Exercise passage.
Wednesday October 18th 2017


The new leadership of Victory Gardens Theater, under Artistic Director Chay Yew brings to the stage “Ameriville”, a piece that he also helpen in development as well as directed. This 90 minute, highly energetic piece, written and performed by UNIVERSES is an exploration of the American experience, but as seen through the eyes of those who are the “invisible people” rather than those who are involved with the running of our country. This is a sort of “hip-hop” performance piece involving song and dance as well as poetry readings that is supposed to bring facts to us, the audience, that many of us may not be aware of.

Set on a fairly blank platform stage with a backdrop designed to bring projections to our eyes (designed by Brian Freeland)that will add further dimension to the words of the four actor/performers on the stage.What begins with Katrina and the question of “If this were to happen again, would we be ready for it?”. In fact, the entire 90 minutes takes us to places where most of us fear to tread- Race, Immigration,Prejudices, hate, religion, guns laws and almost every topic that one might avoid looking at on a daily basis. Directed by Yew and choreographed by Millicent Johnnie, the scenes move quickly from New Orleans to other major cities and the topics are highlighted by projections of statistics that are somewhat alarming.

Tasks to complete.
**a)** Please explain, in one to three sentences, what the backdrop on the stage is for, according to the review of "Ameriville."
**b)** Write the next part of the review of "Ameriville," picking up after its final sentence.

Material from a data source.

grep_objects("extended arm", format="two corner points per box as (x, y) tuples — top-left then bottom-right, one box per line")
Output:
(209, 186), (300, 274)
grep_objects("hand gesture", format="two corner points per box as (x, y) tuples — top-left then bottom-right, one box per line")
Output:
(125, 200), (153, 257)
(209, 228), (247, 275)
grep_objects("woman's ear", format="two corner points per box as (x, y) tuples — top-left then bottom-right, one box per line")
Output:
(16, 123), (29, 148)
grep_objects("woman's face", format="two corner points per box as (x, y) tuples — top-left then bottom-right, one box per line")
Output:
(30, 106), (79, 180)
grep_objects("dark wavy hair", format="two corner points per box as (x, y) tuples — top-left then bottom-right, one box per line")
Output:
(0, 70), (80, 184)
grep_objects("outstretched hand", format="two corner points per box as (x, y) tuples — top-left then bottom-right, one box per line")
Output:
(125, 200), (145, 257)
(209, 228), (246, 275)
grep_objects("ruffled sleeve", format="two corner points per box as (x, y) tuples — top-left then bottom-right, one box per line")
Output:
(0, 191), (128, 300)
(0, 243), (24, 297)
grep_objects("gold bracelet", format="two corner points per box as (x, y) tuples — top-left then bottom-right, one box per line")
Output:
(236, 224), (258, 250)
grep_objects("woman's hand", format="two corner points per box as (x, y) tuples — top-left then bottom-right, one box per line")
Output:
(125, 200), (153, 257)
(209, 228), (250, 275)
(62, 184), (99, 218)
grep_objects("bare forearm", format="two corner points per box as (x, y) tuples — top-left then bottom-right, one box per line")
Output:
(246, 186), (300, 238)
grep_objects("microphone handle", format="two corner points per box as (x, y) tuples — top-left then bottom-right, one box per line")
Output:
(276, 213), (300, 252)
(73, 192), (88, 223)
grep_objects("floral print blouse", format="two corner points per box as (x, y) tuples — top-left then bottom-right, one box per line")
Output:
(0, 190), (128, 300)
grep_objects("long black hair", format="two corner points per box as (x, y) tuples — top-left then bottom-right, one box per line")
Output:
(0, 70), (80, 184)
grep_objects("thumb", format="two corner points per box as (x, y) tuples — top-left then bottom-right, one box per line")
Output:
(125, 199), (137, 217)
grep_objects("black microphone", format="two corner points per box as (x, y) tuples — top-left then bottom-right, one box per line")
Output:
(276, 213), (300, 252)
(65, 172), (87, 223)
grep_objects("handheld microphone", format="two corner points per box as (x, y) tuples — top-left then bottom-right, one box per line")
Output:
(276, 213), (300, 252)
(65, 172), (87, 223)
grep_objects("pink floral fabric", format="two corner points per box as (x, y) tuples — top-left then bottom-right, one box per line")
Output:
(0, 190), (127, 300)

Answers.
**a)** The backdrop is designed to show projections that add further dimension to the words of the four actor/performers on the stage. These projections, designed by Brian Freeland, include statistics that highlight the topics as the scenes move from New Orleans to other major cities.

**b)**
We deal with the homeless and how they got that way, health care and the lack of it, Illegals who take on the jobs no one else wants and struggle to make ends meet as well as have time to spend with their children ,why people hate other people ( jealousy is one main factor) and the KKK as well as almost any other topic you might think of. While some people may call this anti-America- bringing up all the American ideals that have gone wrong, I think the point of this production is to shock us; to shock us into taking a closer look at who we are and how we treat others, some of which we know little, or nothing about!

The four performers, all highly talented, William Ruiz, Mildred Ruiz-Sapp,Steven Sapp and Gamal Chasten make each segment of this exploration come alive and keep the interest of the audience from start to finish and the 90 minutes, moves very quickly. Each story is one that helps to weave the overall  look at our country’s identity as they bring our awareness to new heights using poetry, song and dance and while the subject matter may be alarming for some, causing them not to find this production as typical Victory Gardens entertainment, I found it powerful and entertaining as well as educational and well worth the trip to Lincoln Park. If you are not into the political scene, think of this as an eye opener so that you can help make the changes for the future- the changes that will allow us to be prepared for some of the problems that we face today. Perhaps, you will make your voice heard after you learn about some of the things you were not aware of.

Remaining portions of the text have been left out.